READING TEXT
May 20  I showed the collection to a number of colleagues. Professor Gillian Morriss-Kay (an embryologist). Dr Helen Skaer (a developmental biologist) and Dr Marco Lee (a clinician). They were all enthusiastic about the idea and they were all put off by the same things - by incidentals that they couldn't place, such as earrings or hairstyles. They commented very much on specific details like this. Perhaps because they were shy of commenting on the wider concept? They each focused on a few drawings that they liked, for aesthetic reasons, I think, or because they were familiar images. They seemed genuinely embarrassed by the boldness of other designs, such as the sperm strapped round the model's thigh with a symbolic coil of mitochondria. Helen and I drew the changing shapes of the developing heart. This kind of interaction is more demanding than I expected. I had thought that this part would be easy, that it would be a relief to be free from the exacting process of science, which is full of checking and refining, but in fact it is harder. If we are to get it right it has to be exact in both an artistic and scientific sense.

August 12  The most wonderful part of the day was seeing how Helen's sketched designs have translated into cloth. The black and red implantation dress is ready, all but the hem. It works so well as a dress. I am amazed.

SOURCE INFORMATION
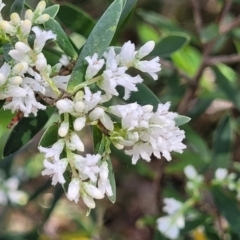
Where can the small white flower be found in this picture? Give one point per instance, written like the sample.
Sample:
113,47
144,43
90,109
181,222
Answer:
94,66
221,174
92,191
74,189
56,170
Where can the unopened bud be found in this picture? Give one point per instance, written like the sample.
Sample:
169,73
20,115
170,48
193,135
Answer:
16,80
79,106
96,113
79,123
15,19
26,27
22,47
20,68
29,15
93,191
63,129
3,79
88,200
7,27
42,19
40,7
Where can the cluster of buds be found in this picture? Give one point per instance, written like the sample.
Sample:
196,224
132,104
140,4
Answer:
139,129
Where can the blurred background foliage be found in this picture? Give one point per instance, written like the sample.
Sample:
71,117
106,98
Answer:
199,43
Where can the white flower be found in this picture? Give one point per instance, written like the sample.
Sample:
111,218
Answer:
75,143
92,191
170,227
88,166
190,172
41,38
103,182
94,66
171,205
74,189
54,151
56,170
221,174
64,60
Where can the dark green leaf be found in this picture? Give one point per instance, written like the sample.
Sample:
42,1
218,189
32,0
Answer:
50,136
97,42
180,120
127,10
25,130
17,7
228,207
112,181
143,96
52,10
170,44
77,20
6,48
62,38
222,144
229,89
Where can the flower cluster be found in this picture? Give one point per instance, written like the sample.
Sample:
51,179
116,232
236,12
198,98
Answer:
26,78
28,72
171,224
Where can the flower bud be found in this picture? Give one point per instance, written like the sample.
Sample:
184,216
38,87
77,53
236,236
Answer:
41,63
76,142
3,79
22,47
26,27
74,189
79,123
40,7
93,191
65,105
16,80
96,113
79,106
20,68
88,200
145,49
29,15
63,129
42,19
15,19
8,27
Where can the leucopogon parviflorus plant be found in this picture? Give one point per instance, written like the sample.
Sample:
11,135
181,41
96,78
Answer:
81,87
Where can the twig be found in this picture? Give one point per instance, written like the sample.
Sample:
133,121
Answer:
233,58
197,16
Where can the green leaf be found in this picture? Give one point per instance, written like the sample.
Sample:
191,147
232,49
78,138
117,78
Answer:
25,130
97,42
227,87
50,136
111,178
52,10
180,120
228,207
17,7
77,19
143,96
170,44
222,144
62,38
6,48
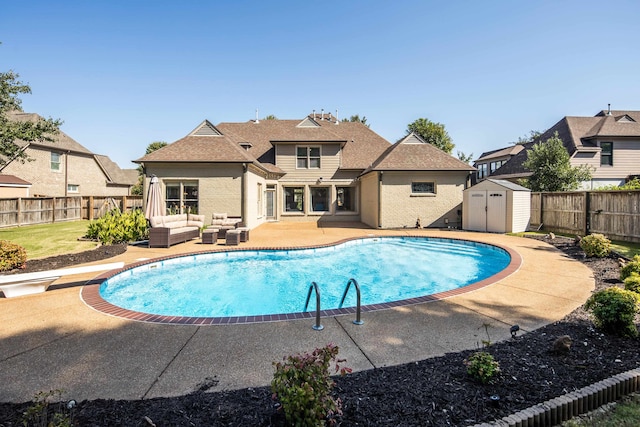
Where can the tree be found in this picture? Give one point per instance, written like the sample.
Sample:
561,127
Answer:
136,190
551,168
464,157
532,136
433,133
12,130
356,119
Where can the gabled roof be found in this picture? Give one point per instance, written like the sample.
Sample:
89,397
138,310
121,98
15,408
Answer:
512,150
204,144
114,174
578,134
62,141
361,145
413,153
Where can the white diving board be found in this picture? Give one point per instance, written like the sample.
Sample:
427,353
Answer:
15,285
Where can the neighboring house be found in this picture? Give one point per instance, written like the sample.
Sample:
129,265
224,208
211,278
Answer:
609,143
12,187
66,168
489,162
317,168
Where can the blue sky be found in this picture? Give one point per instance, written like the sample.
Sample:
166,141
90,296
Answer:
123,74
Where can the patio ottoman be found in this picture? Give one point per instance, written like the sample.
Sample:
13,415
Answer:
223,229
232,237
244,233
210,236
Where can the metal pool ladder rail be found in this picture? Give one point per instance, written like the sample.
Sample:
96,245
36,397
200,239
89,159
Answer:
355,283
314,285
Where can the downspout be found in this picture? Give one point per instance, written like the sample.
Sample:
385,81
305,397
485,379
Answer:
380,199
66,174
243,203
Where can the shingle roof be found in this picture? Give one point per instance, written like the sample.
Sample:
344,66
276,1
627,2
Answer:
114,174
62,141
361,145
201,148
500,152
413,153
578,133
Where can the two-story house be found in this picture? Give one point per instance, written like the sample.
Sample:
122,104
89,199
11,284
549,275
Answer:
490,161
608,142
317,169
63,167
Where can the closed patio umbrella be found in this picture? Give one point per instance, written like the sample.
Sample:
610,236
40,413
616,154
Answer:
155,201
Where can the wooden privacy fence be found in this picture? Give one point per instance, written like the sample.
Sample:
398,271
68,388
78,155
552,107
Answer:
41,210
615,214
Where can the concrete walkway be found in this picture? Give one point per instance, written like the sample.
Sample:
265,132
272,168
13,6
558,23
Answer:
54,341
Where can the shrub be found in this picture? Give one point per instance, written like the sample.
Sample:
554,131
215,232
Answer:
614,310
482,367
12,256
631,267
117,227
302,385
43,412
632,283
596,245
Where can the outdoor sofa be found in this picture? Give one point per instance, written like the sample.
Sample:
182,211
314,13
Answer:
168,230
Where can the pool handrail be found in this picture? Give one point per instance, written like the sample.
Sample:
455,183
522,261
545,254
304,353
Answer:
346,289
314,286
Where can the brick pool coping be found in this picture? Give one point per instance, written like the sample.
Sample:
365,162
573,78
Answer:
90,293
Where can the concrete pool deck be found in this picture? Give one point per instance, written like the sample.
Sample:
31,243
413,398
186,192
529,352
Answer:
55,341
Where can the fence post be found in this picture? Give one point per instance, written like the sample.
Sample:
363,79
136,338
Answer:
587,217
19,211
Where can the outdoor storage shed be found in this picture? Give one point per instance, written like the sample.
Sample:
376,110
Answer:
496,206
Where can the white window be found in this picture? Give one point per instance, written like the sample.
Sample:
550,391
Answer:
182,197
482,170
320,199
55,161
423,187
308,157
345,199
293,199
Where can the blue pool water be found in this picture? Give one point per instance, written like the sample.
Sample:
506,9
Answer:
261,282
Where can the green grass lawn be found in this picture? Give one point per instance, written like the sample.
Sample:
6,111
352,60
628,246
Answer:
45,240
627,249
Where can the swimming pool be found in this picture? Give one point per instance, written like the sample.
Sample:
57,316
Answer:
262,285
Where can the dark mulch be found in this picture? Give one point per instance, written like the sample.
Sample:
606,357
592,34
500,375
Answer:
435,391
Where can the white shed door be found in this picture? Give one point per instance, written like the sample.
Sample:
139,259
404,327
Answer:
477,217
496,211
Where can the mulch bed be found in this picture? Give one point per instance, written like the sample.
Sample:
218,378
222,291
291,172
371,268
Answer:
435,392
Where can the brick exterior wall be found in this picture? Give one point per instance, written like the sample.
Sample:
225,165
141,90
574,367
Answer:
81,170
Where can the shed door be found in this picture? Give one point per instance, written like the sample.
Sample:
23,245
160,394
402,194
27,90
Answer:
496,211
477,217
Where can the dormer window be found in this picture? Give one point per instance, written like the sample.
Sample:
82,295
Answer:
308,157
606,154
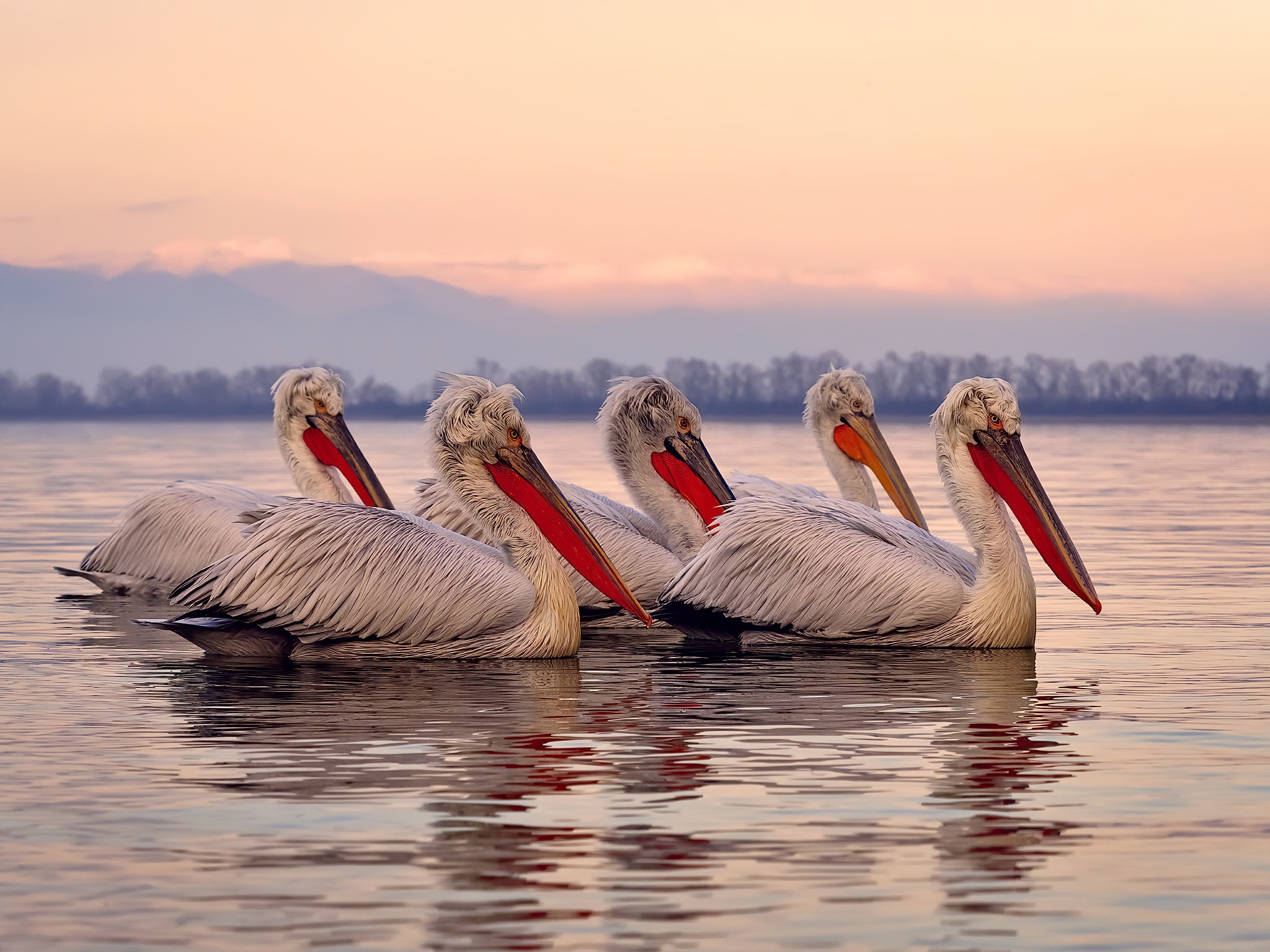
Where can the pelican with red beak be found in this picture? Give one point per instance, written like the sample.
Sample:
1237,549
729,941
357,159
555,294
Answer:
323,580
832,570
838,410
172,532
652,434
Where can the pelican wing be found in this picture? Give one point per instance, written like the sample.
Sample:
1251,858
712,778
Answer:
634,542
825,565
747,484
335,570
172,532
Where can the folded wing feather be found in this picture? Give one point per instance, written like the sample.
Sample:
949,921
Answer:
335,570
825,565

EXERCISES
[a] Write out the part of the diary entries that opens with the words containing "August 12  The" and closes with "I am amazed.".
[b] List each colleague named in the diary entries, along with the role given for that person.
The data comes from a different source than the diary entries.

SOLUTIONS PER TASK
[a]
August 12  The most wonderful part of the day was seeing how Helen's sketched designs have translated into cloth. The black and red implantation dress is ready, all but the hem. It works so well as a dress. I am amazed.

[b]
- Professor Gillian Morriss-Kay, an embryologist
- Dr Helen Skaer, a developmental biologist
- Dr Marco Lee, a clinician